Exercise directions:
Swap "dropping" for "placing" throughout the entries below, and reproduce every other part of them unchanged.

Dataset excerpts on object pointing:
---+---

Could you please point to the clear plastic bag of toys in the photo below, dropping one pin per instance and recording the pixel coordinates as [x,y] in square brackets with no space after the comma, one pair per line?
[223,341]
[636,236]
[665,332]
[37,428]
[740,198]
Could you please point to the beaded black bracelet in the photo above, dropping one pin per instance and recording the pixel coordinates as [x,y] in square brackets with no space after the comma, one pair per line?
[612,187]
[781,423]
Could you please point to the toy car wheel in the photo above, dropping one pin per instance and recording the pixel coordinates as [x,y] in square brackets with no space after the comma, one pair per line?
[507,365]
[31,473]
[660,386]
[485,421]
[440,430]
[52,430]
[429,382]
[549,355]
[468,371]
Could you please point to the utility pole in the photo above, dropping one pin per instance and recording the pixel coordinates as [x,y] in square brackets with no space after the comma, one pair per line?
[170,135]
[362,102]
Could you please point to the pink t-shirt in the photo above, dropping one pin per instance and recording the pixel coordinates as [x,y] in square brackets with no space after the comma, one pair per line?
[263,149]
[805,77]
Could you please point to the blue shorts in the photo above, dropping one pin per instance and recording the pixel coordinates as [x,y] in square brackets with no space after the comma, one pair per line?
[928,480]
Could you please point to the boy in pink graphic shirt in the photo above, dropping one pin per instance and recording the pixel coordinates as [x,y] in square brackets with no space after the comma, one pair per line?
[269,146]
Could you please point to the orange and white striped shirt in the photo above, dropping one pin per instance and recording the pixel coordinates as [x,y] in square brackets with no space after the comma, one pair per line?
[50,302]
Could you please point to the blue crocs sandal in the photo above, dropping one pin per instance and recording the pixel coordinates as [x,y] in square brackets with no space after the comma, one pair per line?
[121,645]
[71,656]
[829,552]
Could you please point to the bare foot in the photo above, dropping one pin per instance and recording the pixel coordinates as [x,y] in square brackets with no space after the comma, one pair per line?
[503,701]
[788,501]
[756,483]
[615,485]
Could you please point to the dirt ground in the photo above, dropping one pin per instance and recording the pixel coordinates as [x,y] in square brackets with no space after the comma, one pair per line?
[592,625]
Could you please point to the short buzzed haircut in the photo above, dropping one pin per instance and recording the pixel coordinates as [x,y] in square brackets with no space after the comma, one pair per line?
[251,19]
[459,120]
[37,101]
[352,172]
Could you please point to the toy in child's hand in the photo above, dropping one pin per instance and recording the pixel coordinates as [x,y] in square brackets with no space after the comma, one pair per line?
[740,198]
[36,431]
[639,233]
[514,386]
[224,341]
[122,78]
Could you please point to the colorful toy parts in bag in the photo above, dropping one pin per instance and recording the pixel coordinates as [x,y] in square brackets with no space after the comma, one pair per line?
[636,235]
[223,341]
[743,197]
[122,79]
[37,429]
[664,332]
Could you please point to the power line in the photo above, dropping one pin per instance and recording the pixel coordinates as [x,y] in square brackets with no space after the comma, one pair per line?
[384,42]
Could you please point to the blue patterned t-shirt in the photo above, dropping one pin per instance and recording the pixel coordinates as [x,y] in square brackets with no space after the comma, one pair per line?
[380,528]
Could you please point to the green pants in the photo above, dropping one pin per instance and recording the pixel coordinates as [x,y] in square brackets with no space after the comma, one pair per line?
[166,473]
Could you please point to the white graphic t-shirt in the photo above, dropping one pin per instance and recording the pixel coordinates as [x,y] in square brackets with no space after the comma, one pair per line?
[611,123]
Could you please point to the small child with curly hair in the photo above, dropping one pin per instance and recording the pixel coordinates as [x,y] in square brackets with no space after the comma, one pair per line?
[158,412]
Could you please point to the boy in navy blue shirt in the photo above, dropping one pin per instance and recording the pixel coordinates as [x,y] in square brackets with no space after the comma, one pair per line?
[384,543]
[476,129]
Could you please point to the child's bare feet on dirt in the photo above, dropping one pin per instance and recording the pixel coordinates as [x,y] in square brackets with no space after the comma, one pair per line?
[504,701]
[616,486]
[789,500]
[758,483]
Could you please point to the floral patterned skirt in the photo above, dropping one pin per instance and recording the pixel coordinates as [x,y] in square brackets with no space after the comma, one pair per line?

---+---

Exercise response:
Could you please point to the clear plastic bag of toys in the photo below, placing one pin per instance and recording the pixel coordinates as [x,y] in square brackets with no space after the comma, one pair per line?
[223,341]
[636,236]
[665,332]
[37,428]
[740,198]
Could you please point to the beaded black bracelet in the photo above, placing one pin per instance and recording the pixel coordinates as [x,y] in square brackets with no space after the comma, one pair per line?
[612,187]
[781,423]
Could you please point to the toy car wheel in the photo above, placing one pin per instance and recording the pixel coordinates as [x,y] in square brackets with no space after the comma, one pair per line?
[507,365]
[31,473]
[660,386]
[485,421]
[440,430]
[52,430]
[429,382]
[549,355]
[468,371]
Could you please point to the utility pole in the photo above, placing one pin per instance and recording the pixel coordinates as [x,y] in square brackets with no space after the comma, one pair per line?
[170,135]
[362,102]
Could you please point to the pink t-shirt in the photo above, placing one pin per instance and recording the pixel coordinates as [x,y] in square brackets with no space after the comma, one pair per line?
[263,149]
[805,77]
Could you please point to the blue shorts in the photo above, placing one pin per instance and recording the pixel coordinates as [x,y] in square brackets with no space after the comma, one pair per line?
[928,480]
Could you please point to the boy in pink graphic shirt in the photo above, placing one pin per instance and recording the pixel coordinates as [x,y] in square brackets with no space after the comma, one pair per line?
[269,146]
Could you please point to the orange and white striped shirt in the photo above, placing one pin per instance and recording the pixel coordinates as [x,y] in square brackets with no space after the comma, one pair per line?
[50,302]
Could you please point to the blue crocs sandal in the photo above, placing one pin per instance and recording the pixel coordinates as [x,y] in square brackets with no space after the comma, one pair per line?
[121,645]
[71,656]
[829,552]
Could you please point to the bare foot in the photo above, placing one pin per instance and recording the pixel coordinates as [x,y] in square brackets with no space after the comma, one pair per line?
[503,701]
[788,501]
[756,483]
[615,485]
Could you please point to the dirt ground in the photo above, placing one pin per instance and recording the pixel coordinates as [x,y] in square brackets with no space after the comma, one pair per line?
[592,625]
Could you please point to the short buzzed haircut in the photo above, placing one pin per instance and recording the pixel coordinates as [x,y] in square brackets with no space after the comma, one pair per line?
[251,19]
[459,120]
[37,101]
[352,172]
Could you please point to the toy in child's hand in the photo above, placing one pin per instance and recording the pixel coordinates as [x,y] in square brackets with no space after the comma, one pair per line?
[740,198]
[36,431]
[639,233]
[514,386]
[224,341]
[122,78]
Could you please point to the colorful toy parts in bag in the photo above, placing one pin per instance and recording the pixel coordinates as [x,y] in square brackets with no space after the comma, one pair per line?
[636,235]
[223,341]
[743,197]
[122,79]
[37,429]
[664,332]
Could you please point to the power line in the photo above, placing one pin per instance and recording the pixel coordinates as [x,y] in square brackets with no space after the comma, one pair per line?
[384,42]
Could you please point to the blue patterned t-shirt in the photo above, placing one pin per instance and recording the pixel coordinates as [x,y] in square brackets with no space after the comma, one pair per line?
[380,528]
Could you please point to the green pants in the photo above, placing one pin per instance and recording the pixel coordinates as [x,y] in square brackets with no space after the comma, one pair per line?
[166,473]
Could you please point to the white graphic t-shirt in the photo above, placing one pin per instance and recording the pixel coordinates as [x,y] in square brackets with no space after the comma, one pair per line?
[611,123]
Could you please point to the small child with curly hair in the photo above, placing one pin per instance and recording the pixel coordinates as [x,y] in square brackets with no space after the comma, one pair per line?
[158,412]
Could you please point to the boy in navy blue shirt in the photo above, placing one pin per instance and recording the pixel coordinates as [x,y] in square brackets with no space after the comma, one pair per line?
[384,543]
[476,129]
Could you please point to the child's bare feet on dirt in the photo above, placing one pin per instance and recording the pixel coordinates as [x,y] in square brackets with no space after the comma, one pair per line?
[504,701]
[616,486]
[789,500]
[758,483]
Could you please point to the floral patterned skirt in the photo above, placing one pin per instance and recording the pixel coordinates as [x,y] in square brackets with no space after the comma, one pair per line?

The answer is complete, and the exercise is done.